* _Written exercise_
Repeat exactly, and only, the lines from the one containing "If you would be willing to indicate the beige carpet" through the end of the records.

* _Excerpts from point annotation data_
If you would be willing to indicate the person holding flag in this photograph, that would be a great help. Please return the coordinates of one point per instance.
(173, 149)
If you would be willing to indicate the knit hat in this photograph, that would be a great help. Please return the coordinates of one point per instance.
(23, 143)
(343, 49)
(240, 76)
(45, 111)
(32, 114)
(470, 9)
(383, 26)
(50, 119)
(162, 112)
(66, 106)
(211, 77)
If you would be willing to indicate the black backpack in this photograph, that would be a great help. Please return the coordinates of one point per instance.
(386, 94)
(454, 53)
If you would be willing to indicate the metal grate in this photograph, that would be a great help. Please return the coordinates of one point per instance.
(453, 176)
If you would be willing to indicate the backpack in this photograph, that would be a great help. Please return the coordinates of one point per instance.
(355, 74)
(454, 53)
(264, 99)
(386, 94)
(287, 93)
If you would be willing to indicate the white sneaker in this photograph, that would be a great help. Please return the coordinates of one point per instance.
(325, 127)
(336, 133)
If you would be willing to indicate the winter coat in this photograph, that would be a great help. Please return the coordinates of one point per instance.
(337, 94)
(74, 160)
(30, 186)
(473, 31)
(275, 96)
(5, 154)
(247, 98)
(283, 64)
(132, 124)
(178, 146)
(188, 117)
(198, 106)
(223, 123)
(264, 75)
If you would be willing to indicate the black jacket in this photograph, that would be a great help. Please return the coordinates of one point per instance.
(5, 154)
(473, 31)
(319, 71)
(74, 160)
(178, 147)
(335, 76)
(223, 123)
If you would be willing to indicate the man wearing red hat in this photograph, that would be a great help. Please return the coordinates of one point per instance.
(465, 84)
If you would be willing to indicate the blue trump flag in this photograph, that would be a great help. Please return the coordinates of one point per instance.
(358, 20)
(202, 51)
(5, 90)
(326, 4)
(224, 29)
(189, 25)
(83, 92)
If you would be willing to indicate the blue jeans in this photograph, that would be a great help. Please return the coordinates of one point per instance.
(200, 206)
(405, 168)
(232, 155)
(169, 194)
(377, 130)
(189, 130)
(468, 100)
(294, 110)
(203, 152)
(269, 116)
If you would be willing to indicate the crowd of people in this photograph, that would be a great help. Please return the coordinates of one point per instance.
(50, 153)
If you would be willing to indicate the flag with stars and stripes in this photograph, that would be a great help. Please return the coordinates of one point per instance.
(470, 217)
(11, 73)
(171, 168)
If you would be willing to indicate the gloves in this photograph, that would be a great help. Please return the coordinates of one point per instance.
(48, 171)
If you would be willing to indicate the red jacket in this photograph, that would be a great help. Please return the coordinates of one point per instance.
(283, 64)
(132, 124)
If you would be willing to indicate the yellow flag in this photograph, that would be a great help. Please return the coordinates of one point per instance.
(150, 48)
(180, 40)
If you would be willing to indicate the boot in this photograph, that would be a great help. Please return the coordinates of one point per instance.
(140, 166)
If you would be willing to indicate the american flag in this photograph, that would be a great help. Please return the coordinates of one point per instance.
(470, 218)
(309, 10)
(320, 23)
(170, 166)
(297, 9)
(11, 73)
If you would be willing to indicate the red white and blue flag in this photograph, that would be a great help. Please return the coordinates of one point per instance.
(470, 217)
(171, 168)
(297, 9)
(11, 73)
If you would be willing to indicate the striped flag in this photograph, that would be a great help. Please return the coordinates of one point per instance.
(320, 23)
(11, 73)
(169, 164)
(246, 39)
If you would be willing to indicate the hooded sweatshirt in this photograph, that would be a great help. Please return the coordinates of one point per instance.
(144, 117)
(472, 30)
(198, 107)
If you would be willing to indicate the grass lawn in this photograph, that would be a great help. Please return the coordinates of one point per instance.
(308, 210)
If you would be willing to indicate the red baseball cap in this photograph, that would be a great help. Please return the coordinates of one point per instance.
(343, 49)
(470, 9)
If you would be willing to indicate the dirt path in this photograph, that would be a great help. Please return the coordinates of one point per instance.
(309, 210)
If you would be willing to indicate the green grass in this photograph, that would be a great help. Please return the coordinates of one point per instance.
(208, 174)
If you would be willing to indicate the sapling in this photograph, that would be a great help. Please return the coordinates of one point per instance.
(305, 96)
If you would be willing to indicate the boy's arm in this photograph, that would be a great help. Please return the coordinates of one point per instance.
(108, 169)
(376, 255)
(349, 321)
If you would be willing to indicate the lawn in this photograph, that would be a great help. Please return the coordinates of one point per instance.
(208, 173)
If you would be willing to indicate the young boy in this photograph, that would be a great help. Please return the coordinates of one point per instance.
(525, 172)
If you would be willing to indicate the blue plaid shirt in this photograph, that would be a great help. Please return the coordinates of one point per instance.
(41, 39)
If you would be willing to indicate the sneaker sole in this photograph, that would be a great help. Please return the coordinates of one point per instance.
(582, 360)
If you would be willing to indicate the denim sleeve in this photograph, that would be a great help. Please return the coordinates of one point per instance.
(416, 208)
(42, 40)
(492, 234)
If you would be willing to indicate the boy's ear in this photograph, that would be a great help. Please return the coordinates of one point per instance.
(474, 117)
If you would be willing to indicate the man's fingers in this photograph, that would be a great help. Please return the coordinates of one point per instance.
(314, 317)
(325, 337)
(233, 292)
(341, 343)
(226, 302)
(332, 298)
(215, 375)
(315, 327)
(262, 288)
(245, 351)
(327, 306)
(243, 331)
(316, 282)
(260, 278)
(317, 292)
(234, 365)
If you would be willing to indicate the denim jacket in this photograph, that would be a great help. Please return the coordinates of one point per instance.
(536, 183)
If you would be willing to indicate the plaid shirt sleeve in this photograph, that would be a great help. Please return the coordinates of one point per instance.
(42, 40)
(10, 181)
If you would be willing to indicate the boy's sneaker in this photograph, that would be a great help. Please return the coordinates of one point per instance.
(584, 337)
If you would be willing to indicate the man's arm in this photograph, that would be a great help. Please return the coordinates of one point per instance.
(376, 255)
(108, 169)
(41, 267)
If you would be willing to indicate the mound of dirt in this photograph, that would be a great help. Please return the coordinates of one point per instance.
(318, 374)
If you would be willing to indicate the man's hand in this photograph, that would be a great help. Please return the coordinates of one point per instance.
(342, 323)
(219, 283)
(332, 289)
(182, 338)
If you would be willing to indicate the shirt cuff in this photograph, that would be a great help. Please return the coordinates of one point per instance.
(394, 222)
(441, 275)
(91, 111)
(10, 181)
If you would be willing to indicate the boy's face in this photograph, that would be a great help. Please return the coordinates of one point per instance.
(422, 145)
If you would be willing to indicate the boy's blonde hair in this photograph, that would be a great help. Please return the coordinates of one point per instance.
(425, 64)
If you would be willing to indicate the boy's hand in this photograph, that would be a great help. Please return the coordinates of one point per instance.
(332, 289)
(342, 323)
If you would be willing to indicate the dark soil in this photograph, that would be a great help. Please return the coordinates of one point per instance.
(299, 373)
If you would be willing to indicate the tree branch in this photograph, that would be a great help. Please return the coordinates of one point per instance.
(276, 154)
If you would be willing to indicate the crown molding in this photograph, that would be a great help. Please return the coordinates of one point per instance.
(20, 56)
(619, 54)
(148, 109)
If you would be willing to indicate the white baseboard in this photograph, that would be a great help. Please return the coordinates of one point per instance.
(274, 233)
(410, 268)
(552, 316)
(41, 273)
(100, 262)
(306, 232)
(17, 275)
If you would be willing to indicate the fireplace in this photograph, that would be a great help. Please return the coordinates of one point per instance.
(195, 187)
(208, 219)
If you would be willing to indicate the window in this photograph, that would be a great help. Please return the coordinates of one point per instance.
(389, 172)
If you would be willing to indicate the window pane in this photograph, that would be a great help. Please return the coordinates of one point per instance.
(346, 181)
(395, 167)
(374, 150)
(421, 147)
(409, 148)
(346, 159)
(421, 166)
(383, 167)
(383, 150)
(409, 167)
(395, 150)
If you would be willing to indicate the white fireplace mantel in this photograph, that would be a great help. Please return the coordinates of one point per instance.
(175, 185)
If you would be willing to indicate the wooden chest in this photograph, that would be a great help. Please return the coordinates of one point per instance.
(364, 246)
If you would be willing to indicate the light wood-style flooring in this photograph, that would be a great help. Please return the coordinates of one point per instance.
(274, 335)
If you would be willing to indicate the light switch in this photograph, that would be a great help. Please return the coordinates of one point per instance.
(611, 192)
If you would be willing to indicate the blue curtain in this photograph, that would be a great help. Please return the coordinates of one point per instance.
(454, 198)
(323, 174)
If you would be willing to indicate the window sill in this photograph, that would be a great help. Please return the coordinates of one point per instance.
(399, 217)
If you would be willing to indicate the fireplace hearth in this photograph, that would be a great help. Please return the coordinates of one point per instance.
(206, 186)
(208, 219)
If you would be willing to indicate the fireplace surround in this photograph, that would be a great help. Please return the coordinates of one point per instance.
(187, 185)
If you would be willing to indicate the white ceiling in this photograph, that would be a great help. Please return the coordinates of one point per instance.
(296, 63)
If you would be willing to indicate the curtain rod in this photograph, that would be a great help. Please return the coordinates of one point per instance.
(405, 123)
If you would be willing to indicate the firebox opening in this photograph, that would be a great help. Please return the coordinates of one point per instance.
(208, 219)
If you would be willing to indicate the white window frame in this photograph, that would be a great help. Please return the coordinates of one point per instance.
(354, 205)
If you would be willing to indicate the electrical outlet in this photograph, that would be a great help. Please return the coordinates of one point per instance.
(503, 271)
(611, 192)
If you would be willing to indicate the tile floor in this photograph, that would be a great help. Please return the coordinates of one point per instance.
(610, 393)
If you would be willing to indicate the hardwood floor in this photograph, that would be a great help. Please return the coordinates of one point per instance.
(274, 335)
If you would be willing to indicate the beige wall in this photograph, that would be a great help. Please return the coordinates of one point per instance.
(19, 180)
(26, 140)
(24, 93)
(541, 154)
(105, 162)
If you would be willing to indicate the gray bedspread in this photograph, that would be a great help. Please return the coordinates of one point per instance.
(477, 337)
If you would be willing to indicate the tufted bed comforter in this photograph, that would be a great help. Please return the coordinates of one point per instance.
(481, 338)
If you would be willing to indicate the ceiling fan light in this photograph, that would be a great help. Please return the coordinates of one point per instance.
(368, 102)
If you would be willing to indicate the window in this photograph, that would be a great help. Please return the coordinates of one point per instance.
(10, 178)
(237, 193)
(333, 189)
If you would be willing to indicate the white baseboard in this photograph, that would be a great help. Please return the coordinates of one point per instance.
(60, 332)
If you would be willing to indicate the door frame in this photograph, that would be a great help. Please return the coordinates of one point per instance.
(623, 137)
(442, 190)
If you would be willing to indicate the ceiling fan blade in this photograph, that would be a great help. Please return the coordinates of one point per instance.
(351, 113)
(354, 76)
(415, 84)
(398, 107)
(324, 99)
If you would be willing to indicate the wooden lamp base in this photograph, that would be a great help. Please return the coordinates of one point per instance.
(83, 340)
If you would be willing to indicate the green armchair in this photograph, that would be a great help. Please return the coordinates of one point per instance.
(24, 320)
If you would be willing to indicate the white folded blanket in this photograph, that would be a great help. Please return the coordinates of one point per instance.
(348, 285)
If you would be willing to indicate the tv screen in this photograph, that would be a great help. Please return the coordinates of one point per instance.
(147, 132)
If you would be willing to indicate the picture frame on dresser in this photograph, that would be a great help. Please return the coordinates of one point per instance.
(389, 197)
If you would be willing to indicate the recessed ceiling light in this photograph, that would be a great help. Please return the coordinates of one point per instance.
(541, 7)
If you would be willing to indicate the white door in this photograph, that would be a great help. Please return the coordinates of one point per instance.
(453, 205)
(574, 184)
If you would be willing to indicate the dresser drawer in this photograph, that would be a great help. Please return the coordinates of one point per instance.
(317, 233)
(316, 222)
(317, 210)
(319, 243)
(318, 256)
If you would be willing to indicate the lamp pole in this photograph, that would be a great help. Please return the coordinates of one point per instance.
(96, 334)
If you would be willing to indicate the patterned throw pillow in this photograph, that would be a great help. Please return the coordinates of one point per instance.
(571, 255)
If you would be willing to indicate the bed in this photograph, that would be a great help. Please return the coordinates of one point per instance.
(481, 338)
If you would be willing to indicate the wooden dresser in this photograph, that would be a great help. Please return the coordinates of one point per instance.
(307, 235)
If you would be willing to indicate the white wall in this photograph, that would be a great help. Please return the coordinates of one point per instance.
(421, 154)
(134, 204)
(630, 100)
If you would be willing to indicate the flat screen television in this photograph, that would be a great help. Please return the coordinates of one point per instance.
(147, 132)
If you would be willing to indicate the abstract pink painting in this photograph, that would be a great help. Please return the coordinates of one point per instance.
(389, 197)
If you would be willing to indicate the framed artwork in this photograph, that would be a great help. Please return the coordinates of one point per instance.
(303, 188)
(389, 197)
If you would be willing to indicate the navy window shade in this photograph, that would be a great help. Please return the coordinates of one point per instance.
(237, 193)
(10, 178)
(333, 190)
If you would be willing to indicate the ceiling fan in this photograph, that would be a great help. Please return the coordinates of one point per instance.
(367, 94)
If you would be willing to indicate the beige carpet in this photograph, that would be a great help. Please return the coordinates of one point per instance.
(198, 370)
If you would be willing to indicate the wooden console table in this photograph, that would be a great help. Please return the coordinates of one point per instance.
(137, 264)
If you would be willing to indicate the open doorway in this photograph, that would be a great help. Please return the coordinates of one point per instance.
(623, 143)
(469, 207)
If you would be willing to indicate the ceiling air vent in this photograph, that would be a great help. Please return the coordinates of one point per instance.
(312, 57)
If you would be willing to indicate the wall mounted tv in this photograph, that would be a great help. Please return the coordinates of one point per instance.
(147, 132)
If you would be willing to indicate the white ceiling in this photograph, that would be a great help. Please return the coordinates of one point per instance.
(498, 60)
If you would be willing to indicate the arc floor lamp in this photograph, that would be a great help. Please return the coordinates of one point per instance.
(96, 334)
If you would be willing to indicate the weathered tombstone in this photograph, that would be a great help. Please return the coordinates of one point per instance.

* _Output of the task_
If you would be willing to indicate the beige carpet in this photograph, that would be a great help. Please return the coordinates of one point per instance.
(198, 370)
If you would be willing to indicate the wooden console table in this photograph, that would be a great help. Please return the coordinates of one point per instance.
(137, 264)
If you would be willing to indicate the open doorway in this photograph, that would be a great help. Please return the coordinates of one point per instance.
(623, 143)
(469, 207)
If you would be willing to indicate the ceiling air vent in this photograph, that would be a great help. Please return the coordinates of one point per instance.
(312, 57)
If you would be willing to indicate the wall mounted tv in this photograph, that would be a great help. Please return the coordinates of one point per instance.
(147, 132)
If you would be willing to indicate the white ceiling in this photograph, that would be a great help. Please return the coordinates of one point per instance.
(498, 60)
If you would be willing to indicate the arc floor lamp in this photograph, that would be a great help. Please return the coordinates of one point per instance.
(96, 334)
If you would be willing to indicate the weathered tombstone in this photograph, that would be a great help. Please return the coordinates of one point per instance.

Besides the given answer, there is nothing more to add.